>> Start INFORMATION PROVIDED

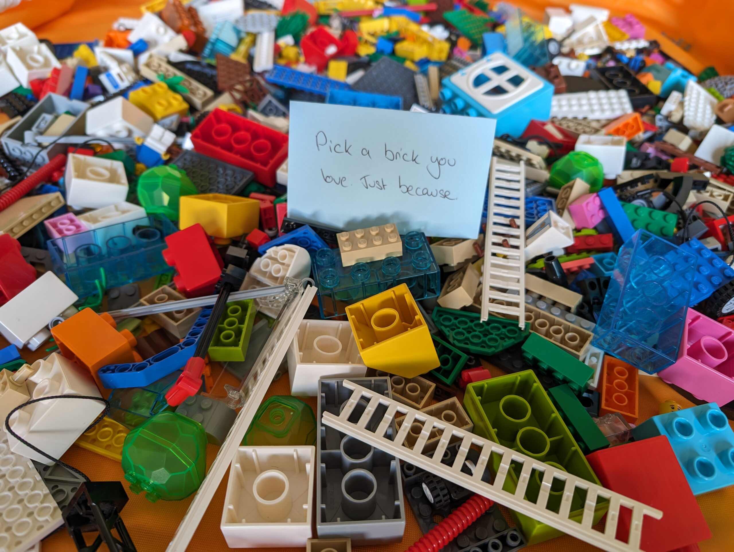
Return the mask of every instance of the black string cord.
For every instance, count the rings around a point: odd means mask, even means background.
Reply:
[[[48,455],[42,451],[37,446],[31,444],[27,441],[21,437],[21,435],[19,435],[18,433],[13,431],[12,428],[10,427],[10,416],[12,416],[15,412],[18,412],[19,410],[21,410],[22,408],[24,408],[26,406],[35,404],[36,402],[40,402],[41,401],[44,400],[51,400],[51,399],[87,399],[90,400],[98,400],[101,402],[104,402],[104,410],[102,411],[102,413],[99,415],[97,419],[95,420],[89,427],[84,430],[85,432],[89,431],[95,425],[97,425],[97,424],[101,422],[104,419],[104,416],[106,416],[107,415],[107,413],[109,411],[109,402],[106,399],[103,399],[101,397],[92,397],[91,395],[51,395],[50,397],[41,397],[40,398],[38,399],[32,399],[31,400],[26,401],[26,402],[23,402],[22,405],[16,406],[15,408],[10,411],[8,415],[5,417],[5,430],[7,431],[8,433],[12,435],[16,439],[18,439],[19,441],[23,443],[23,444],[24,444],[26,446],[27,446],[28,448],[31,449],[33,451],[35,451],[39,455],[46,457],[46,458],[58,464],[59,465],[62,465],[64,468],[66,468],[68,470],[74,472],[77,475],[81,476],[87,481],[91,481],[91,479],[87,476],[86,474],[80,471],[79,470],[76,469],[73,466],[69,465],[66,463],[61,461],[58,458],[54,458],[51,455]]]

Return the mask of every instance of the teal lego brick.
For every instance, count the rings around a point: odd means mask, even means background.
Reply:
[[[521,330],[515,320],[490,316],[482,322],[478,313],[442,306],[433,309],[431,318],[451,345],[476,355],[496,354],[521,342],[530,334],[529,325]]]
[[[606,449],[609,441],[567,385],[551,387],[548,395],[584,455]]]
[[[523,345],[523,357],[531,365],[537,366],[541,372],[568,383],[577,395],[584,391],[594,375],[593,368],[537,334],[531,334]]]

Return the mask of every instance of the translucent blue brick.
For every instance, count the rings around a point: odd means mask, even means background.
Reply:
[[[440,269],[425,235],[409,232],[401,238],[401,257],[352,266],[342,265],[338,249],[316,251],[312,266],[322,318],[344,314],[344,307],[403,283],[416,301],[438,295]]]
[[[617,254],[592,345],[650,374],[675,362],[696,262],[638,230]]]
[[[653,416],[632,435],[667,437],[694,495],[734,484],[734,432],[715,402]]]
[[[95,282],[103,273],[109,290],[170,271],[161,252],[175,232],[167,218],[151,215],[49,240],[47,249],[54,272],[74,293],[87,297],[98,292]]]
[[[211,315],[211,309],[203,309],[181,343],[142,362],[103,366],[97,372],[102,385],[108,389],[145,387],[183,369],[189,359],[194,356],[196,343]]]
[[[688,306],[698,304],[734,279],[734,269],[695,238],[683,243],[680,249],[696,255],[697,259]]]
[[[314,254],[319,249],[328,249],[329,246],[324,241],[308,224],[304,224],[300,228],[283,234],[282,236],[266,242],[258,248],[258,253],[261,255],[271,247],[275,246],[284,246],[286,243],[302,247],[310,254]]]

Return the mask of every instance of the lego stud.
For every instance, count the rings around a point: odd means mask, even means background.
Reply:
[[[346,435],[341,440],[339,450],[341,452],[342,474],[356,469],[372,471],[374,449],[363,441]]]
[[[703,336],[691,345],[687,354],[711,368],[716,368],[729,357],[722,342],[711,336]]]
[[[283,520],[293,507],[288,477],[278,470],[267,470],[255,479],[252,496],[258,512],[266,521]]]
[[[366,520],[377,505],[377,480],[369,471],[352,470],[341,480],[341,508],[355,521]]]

>> End INFORMATION PROVIDED

BRIEF →
Update every entry above by replacing "Reply:" with "Answer:" and leaving everything else as it is. Leave the pictures out of your answer.

TASK ANSWER →
Return the mask of every instance of the black string cord.
For every instance, count the rings around a point: odd means mask, even means background.
Answer:
[[[48,455],[42,451],[37,446],[31,444],[27,441],[21,437],[21,435],[19,435],[18,433],[13,431],[12,428],[10,427],[10,416],[12,416],[15,412],[18,412],[19,410],[21,410],[22,408],[24,408],[26,406],[35,404],[36,402],[40,402],[41,401],[44,400],[51,400],[51,399],[87,399],[90,400],[98,400],[101,402],[104,402],[104,410],[102,411],[102,413],[99,415],[97,419],[95,420],[89,427],[84,430],[85,432],[89,431],[95,425],[97,425],[97,424],[101,422],[104,419],[104,416],[106,416],[107,415],[107,413],[109,411],[109,402],[106,399],[103,399],[101,397],[92,397],[91,395],[51,395],[50,397],[41,397],[40,398],[38,399],[32,399],[31,400],[26,401],[26,402],[23,402],[22,405],[16,406],[15,408],[10,411],[8,415],[5,417],[5,430],[7,431],[8,433],[12,435],[16,439],[18,439],[19,441],[23,443],[23,444],[24,444],[26,446],[27,446],[28,448],[31,449],[33,451],[35,451],[39,455],[46,457],[46,458],[58,464],[59,465],[62,465],[64,468],[66,468],[68,470],[74,472],[77,475],[81,476],[87,481],[91,481],[91,479],[87,476],[86,474],[80,471],[79,470],[76,469],[73,466],[69,465],[66,463],[61,461],[58,458],[54,458],[51,455]]]

Return the mask of every instance of the teal lego brick.
For every instance, count the rings around a point: odd means mask, even means background.
Answer:
[[[521,330],[515,320],[490,316],[482,322],[478,313],[442,306],[433,309],[431,318],[451,345],[476,355],[496,354],[521,342],[530,334],[529,325]]]
[[[606,449],[609,441],[567,385],[551,387],[548,395],[584,455]]]
[[[523,345],[523,357],[531,365],[537,366],[541,372],[568,383],[577,395],[584,391],[594,375],[593,368],[537,334],[531,334]]]

Return the mask of every instance of the translucent blue brick.
For every instance, count the rings around a point: odd means mask, even means background.
Answer:
[[[440,269],[425,235],[409,232],[401,238],[401,257],[352,266],[342,265],[338,249],[316,251],[312,266],[322,318],[344,314],[344,307],[403,283],[416,301],[438,295]]]
[[[617,254],[592,345],[650,374],[675,362],[696,262],[638,230]]]
[[[653,416],[632,435],[667,437],[694,495],[734,484],[734,432],[715,402]]]
[[[95,282],[103,273],[109,290],[170,271],[161,252],[175,232],[167,218],[151,215],[49,240],[47,249],[54,272],[74,293],[87,297],[98,292]]]
[[[211,315],[211,309],[203,309],[181,343],[142,362],[103,366],[97,372],[102,385],[108,389],[145,387],[183,369],[189,359],[194,356],[196,343]]]
[[[688,306],[698,304],[734,279],[734,269],[695,238],[683,243],[680,249],[696,255],[697,259]]]
[[[314,254],[319,249],[328,249],[329,246],[324,241],[308,224],[304,224],[300,228],[283,234],[282,236],[266,242],[258,248],[258,253],[261,255],[271,247],[275,246],[284,246],[286,243],[302,247],[310,254]]]

Return the mask of every instance of the lego stud.
For every instance, count the rings around a point: odd means mask, even means background.
Answer:
[[[346,435],[341,440],[339,450],[341,452],[342,474],[356,469],[372,471],[374,449],[363,441]]]
[[[703,336],[691,345],[687,354],[711,368],[716,368],[729,357],[722,342],[711,336]]]
[[[283,520],[293,507],[288,477],[278,470],[267,470],[255,479],[252,496],[258,512],[266,521]]]
[[[366,520],[377,505],[377,480],[369,471],[352,470],[341,480],[341,508],[355,521]]]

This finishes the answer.